*** SUPPLIED MATERIAL ***

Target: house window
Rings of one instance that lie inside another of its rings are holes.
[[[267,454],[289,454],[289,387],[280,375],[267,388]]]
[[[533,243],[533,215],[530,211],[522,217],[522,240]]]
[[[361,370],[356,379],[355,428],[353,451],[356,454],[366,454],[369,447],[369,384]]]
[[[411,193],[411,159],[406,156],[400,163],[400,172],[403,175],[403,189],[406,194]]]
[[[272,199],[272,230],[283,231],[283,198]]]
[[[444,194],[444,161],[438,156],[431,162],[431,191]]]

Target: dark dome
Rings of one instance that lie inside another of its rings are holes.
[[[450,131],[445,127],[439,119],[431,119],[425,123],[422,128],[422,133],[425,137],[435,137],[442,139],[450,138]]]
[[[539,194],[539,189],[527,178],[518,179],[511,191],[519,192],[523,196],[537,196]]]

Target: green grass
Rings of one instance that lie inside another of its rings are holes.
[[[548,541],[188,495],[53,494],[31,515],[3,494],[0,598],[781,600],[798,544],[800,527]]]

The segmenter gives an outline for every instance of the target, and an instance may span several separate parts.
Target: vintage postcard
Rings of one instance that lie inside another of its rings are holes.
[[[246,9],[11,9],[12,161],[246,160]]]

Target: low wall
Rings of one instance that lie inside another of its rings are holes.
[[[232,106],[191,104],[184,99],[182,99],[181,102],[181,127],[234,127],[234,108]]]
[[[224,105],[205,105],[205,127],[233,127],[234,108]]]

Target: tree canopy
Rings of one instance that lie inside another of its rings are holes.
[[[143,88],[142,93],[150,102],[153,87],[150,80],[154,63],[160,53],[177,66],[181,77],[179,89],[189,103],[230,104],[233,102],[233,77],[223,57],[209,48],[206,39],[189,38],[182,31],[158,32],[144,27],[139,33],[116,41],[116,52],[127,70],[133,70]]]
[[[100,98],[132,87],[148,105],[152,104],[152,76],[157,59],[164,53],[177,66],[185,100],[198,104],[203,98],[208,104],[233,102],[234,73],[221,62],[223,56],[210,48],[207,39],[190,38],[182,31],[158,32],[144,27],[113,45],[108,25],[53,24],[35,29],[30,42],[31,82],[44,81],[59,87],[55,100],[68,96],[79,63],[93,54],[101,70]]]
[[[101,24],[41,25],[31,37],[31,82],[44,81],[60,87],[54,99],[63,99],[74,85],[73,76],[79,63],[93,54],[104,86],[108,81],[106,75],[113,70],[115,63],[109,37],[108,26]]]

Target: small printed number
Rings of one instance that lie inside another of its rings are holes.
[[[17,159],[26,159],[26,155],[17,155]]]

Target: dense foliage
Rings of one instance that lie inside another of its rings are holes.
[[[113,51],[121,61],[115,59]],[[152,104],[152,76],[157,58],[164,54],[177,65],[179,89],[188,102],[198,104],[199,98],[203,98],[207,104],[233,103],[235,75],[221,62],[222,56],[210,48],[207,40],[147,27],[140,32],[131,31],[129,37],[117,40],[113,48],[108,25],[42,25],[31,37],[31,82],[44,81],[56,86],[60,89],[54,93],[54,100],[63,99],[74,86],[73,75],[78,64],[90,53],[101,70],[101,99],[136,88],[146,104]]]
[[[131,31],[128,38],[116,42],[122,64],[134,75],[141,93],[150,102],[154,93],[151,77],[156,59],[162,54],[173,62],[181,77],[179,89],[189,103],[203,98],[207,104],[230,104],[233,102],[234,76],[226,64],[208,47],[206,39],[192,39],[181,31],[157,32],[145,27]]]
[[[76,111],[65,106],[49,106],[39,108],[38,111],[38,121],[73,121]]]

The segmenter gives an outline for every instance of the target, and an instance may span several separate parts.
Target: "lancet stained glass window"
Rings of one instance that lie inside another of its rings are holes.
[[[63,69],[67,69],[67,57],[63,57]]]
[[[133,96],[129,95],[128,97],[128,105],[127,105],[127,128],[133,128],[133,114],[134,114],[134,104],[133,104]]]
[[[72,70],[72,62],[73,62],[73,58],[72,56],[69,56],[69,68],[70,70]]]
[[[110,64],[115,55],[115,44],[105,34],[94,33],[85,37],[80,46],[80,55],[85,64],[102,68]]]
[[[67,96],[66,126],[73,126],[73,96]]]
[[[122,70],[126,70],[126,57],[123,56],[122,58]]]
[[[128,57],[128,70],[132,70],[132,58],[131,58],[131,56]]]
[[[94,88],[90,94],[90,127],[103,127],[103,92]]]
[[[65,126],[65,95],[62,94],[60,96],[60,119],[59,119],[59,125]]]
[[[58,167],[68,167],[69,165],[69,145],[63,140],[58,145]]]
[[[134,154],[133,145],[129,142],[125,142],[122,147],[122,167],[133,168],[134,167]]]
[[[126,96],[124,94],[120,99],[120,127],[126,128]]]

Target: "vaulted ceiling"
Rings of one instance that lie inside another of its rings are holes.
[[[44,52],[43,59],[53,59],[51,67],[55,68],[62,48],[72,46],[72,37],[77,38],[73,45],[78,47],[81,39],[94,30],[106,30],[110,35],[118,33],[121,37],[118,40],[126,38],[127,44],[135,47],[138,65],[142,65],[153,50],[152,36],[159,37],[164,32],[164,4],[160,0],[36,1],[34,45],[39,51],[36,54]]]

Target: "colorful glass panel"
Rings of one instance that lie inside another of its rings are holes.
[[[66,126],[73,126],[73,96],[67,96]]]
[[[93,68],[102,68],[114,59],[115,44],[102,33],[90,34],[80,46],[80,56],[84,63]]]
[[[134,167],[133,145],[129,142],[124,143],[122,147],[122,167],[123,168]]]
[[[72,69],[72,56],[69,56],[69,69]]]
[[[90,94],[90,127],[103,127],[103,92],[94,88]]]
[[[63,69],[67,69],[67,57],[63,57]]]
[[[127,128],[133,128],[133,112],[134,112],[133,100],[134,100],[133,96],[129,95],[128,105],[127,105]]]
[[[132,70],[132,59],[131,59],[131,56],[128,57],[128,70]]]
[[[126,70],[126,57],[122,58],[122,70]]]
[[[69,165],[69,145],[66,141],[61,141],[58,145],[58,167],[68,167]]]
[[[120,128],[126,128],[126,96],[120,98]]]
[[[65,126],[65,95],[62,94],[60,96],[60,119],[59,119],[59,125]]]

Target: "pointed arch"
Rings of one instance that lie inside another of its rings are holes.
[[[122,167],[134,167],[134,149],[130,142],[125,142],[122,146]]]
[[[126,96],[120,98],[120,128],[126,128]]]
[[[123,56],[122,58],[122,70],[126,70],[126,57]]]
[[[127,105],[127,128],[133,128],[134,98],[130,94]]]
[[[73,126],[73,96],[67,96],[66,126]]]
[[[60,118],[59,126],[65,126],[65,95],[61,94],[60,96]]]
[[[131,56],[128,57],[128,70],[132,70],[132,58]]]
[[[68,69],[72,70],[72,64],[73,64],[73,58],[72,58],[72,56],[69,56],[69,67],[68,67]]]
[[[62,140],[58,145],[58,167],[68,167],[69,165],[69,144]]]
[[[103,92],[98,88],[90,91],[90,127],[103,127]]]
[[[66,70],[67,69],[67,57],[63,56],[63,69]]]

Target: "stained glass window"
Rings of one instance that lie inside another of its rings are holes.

***

Write out the lines above again without any change, starting at the line with "Target: low wall" and going up to and including the line with "[[[17,159],[26,159],[26,155],[17,155]]]".

Target: low wall
Rings of one instance that lie inside another of its rings are holes.
[[[232,106],[191,104],[184,99],[182,99],[181,102],[181,127],[234,127],[234,108]]]
[[[224,105],[205,105],[205,127],[233,127],[234,108]]]

Target: tree canopy
Rings of one instance that lie inside another of its rings are holes.
[[[143,88],[142,93],[150,102],[153,87],[150,80],[154,63],[160,53],[177,66],[181,77],[179,89],[189,103],[230,104],[233,102],[233,77],[223,57],[209,48],[206,39],[189,38],[182,31],[158,32],[144,27],[139,33],[116,41],[116,52],[127,70],[133,70]]]
[[[100,98],[132,87],[148,105],[152,104],[152,76],[157,59],[164,53],[177,66],[185,100],[198,104],[203,98],[208,104],[233,102],[234,73],[221,62],[223,56],[210,48],[207,39],[190,38],[182,31],[158,32],[144,27],[113,45],[108,25],[53,24],[35,29],[30,42],[31,82],[44,81],[59,87],[55,100],[68,96],[79,63],[93,54],[101,70]]]
[[[101,24],[41,25],[31,37],[31,82],[44,81],[60,87],[54,99],[63,99],[74,85],[73,76],[79,63],[93,54],[104,86],[108,81],[106,75],[113,70],[115,63],[109,37],[108,26]]]

Target: small printed number
Rings of one instance that lie inside another of its rings are holes.
[[[17,159],[26,159],[26,155],[17,155]]]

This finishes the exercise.